=== Consegna ===
Nel brano sulla Lavoratrice di Malevič, che cosa raffigura il disegno a matita su carta del 1930-1931?
---- Brano proposto
Le parole di Malevič ci invitano, dunque, a svelare l’illusione nella figura della Lavoratrice, a trovare il contenuto nella forma del dipinto; a farci avvolgere dalla pura sensazione che ci rimanda, seguendo l’indicazione del piccolo quadrato con cui l’artista firma il dipinto, che dobbiamo pensare come un “segno”, un rinvio al “senza immagine” o al “senza volto” della pittura suprematista (p. 393; Camy et al., 2019, p. 141). I quadrati neri della Lavoratrice, allora – firma e fondo –, ci invitano a considerare il rinascimento maleviciano un supra-rinascimento: un superamento della rappresentazione in direzione di una sensazione, in particolare di una sensazione di vuoto.

La Lavoratrice non è allora un’immagine della realtà, non sembra una rappresentazione del reale; piuttosto, è ciò che spinge a inoltrarci nel vuoto del deserto che si concentra nell’elemento nero, che si dissolve quasi totalmente – quasi, perché il nero, nel dipinto, con il fondo e la firma, è comunque presente –: un “infante reale”, che la lavoratrice-madre sembra richiamare con i gesti delle mani.

4. La maternità e la natura

È possibile pensare che, negli ultimi anni della sua vita, Malevič stesse pensando al tema della maternità5, visto soprattutto il disegno a matita su carta del 1930-1931 intitolato Maternità, che, in stile supranaturalista, raffigura una madre che tiene tra le sue braccia un bambino totalmente nero. Nella Lavoratrice, però, quel bambino nero è assente. Se la tela del 1933 è infettata dal realismo socialista e dalla figurazione, essa stessa, in pieno spirito suprematista, infetta la figurazione con la presenza del puro nulla.

Rispetto alla “raffigurazione di un’assente”, occorre però notare che la Lavoratrice pone non pochi problemi in rapporto alla particolare concezione della mimesis del realismo socialista. Secondo Groys, la raffigurazione del realismo socialista si distanzia dalla raffigurazione naturalistica, perché mira alla sostanza nascosta delle cose e non alla loro apparenza; si interessa a ciò che ancora non esiste e che dev’essere creato (Groys, 1992, p. 66). Ma, continua Groys:

Il carattere mimetico della pittura del realismo socialista è solo un’illusione, o meglio un ulteriore messaggio, motivato ideologicamente, accanto ad altri consimili di cui in sostanza il quadro è costituito: esso è infatti un testo geroglifico da leggere più come un’icona, come un editoriale, che non come effettivo “rispecchiamento” di una qualsiasi realtà. L’illusione visiva tridimensionale del quadro del realismo socialista si scompone in segni discreti dal contenuto “soprasensibile”, “astratto” (p. 71).
--------
---- Voci del dataset
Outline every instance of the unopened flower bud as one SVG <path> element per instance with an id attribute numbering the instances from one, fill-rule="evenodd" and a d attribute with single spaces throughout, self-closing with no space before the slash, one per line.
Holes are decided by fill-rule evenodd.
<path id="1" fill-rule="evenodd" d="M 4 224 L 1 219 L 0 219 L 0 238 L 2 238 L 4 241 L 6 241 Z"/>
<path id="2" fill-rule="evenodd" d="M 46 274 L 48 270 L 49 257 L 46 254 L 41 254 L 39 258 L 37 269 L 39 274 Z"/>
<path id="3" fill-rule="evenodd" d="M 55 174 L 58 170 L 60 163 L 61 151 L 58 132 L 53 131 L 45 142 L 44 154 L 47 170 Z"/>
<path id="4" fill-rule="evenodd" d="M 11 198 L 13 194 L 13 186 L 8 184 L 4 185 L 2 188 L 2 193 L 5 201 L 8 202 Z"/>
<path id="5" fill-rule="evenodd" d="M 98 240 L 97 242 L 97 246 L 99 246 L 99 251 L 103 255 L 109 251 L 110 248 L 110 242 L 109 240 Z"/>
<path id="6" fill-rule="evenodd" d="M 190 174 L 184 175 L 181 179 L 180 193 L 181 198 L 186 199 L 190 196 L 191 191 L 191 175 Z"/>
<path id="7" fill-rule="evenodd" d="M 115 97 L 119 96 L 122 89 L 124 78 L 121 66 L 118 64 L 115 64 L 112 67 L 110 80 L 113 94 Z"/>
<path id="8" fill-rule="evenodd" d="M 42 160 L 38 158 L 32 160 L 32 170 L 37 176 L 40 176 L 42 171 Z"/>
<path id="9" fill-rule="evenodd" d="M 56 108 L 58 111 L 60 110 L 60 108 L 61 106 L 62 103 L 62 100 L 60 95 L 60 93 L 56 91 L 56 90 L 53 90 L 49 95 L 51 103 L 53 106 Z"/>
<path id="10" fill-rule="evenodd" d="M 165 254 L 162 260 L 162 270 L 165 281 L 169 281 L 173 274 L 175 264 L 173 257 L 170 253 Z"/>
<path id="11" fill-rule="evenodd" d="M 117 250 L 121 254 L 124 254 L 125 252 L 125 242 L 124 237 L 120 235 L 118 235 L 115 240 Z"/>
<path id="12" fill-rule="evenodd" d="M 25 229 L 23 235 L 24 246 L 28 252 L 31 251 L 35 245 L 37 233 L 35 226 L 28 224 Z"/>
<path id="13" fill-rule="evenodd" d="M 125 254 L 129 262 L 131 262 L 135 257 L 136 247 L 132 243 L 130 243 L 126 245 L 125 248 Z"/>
--------
=== Soluzione ===
Una madre che tiene tra le braccia un bambino totalmente nero.